[START GIVEN INFORMATION]
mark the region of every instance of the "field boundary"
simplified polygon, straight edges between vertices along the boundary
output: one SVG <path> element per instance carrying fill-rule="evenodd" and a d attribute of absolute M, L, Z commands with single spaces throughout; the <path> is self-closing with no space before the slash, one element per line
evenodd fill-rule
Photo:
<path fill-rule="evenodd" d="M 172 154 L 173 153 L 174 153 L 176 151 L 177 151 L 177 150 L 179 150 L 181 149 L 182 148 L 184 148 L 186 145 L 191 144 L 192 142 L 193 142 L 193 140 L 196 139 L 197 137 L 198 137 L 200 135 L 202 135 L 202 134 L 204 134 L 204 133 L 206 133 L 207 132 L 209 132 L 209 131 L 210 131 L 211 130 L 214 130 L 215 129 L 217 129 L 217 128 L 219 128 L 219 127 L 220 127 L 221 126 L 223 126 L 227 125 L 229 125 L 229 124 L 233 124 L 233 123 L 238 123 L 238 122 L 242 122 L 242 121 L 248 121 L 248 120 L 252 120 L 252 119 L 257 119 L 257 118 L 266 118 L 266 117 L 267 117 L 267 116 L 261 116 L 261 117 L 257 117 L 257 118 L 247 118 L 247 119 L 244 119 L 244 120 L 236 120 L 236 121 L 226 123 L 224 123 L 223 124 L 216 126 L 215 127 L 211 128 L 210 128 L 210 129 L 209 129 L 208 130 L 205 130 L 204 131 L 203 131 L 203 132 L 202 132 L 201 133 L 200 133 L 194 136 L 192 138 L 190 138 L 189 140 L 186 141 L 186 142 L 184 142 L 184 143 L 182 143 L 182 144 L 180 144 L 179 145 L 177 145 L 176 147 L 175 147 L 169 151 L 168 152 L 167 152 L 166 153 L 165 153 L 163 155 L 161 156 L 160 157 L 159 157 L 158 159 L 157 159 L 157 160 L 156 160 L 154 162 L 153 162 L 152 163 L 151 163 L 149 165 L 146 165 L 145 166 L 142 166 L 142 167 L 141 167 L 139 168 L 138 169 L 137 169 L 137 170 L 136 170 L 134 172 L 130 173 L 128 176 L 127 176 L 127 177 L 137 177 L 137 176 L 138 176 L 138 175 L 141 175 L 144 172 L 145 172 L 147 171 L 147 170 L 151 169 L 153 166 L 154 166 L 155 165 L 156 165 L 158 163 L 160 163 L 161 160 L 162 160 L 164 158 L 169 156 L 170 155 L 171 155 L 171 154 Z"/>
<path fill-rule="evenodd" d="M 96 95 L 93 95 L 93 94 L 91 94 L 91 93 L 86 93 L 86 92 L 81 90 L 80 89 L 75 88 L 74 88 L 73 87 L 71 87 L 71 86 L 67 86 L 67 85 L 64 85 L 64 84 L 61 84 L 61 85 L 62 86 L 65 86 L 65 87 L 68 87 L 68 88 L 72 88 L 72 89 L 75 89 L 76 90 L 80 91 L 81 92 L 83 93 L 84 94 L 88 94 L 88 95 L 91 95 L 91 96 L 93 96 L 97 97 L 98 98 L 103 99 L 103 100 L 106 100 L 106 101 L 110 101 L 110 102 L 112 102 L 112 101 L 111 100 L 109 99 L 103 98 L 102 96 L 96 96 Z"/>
[END GIVEN INFORMATION]
### [TASK DETAILS]
Output the whole listing above again, word for word.

### [SOLUTION TO THIS PROBLEM]
mark the region of every instance of the "field boundary"
simplified polygon, straight edges between vertices along the boundary
output: one SVG <path> element per instance carrying fill-rule="evenodd" and a d attribute of absolute M, L, Z commands with single spaces throughout; the <path> is self-closing with no space before the slash, one element per line
evenodd fill-rule
Photo:
<path fill-rule="evenodd" d="M 172 154 L 173 153 L 174 153 L 176 151 L 177 151 L 177 150 L 179 150 L 181 149 L 182 148 L 184 148 L 186 145 L 191 144 L 192 142 L 193 142 L 193 140 L 196 139 L 197 137 L 198 137 L 200 135 L 202 135 L 202 134 L 204 134 L 204 133 L 206 133 L 207 132 L 209 132 L 209 131 L 210 131 L 211 130 L 214 130 L 215 129 L 217 129 L 217 128 L 219 128 L 219 127 L 220 127 L 221 126 L 223 126 L 227 125 L 229 125 L 229 124 L 233 124 L 233 123 L 238 123 L 238 122 L 242 122 L 242 121 L 248 121 L 248 120 L 252 120 L 252 119 L 257 119 L 257 118 L 266 118 L 266 117 L 267 117 L 267 116 L 261 116 L 261 117 L 257 117 L 257 118 L 247 118 L 247 119 L 244 119 L 244 120 L 236 120 L 236 121 L 226 123 L 224 123 L 223 124 L 216 126 L 215 127 L 211 128 L 210 128 L 210 129 L 209 129 L 208 130 L 205 130 L 204 131 L 203 131 L 203 132 L 202 132 L 201 133 L 200 133 L 194 136 L 192 138 L 190 138 L 189 140 L 186 141 L 186 142 L 184 142 L 184 143 L 182 143 L 182 144 L 180 144 L 179 145 L 177 145 L 176 147 L 175 147 L 169 151 L 168 152 L 167 152 L 166 153 L 165 153 L 163 155 L 161 156 L 160 157 L 159 157 L 158 159 L 157 159 L 157 160 L 156 160 L 154 162 L 153 162 L 152 163 L 151 163 L 149 165 L 146 165 L 145 166 L 142 166 L 142 167 L 141 167 L 139 168 L 138 169 L 137 169 L 137 170 L 136 170 L 134 172 L 130 173 L 128 176 L 127 176 L 127 177 L 137 177 L 137 176 L 138 176 L 138 175 L 141 175 L 144 172 L 145 172 L 147 171 L 147 170 L 151 169 L 153 166 L 154 166 L 155 165 L 156 165 L 158 163 L 160 163 L 161 160 L 162 160 L 164 158 L 169 156 L 170 155 L 171 155 L 171 154 Z"/>
<path fill-rule="evenodd" d="M 96 95 L 93 95 L 93 94 L 91 94 L 91 93 L 86 93 L 86 92 L 81 90 L 80 89 L 75 88 L 74 88 L 73 87 L 71 87 L 71 86 L 67 86 L 67 85 L 64 85 L 64 84 L 61 84 L 61 85 L 62 86 L 65 86 L 65 87 L 68 87 L 68 88 L 72 88 L 72 89 L 75 89 L 76 90 L 80 91 L 81 92 L 83 93 L 84 94 L 88 94 L 88 95 L 91 95 L 91 96 L 93 96 L 97 97 L 98 98 L 103 99 L 103 100 L 106 100 L 106 101 L 110 101 L 110 102 L 112 102 L 112 101 L 111 100 L 109 99 L 103 98 L 102 96 L 96 96 Z"/>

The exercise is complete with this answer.